## Directions
Output every entry exactly, from the first line to the last.

_ _ _

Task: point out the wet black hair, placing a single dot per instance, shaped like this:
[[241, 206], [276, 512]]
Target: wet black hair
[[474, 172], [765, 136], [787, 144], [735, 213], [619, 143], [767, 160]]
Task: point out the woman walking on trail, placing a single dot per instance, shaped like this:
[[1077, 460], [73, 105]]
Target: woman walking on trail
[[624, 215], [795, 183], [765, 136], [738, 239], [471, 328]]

_ _ _

## Completed task
Task: point out the wet black hair, placing a single dot per instance, shaped like this:
[[241, 206], [276, 512]]
Target: wet black hair
[[474, 172], [765, 136], [787, 144], [735, 213], [619, 143], [767, 160]]
Task: point out the woman walking on trail, placing a single dot per instance, shaped like this:
[[1077, 460], [73, 105]]
Target: woman walking on trail
[[624, 215], [795, 183], [765, 136], [738, 239], [471, 328]]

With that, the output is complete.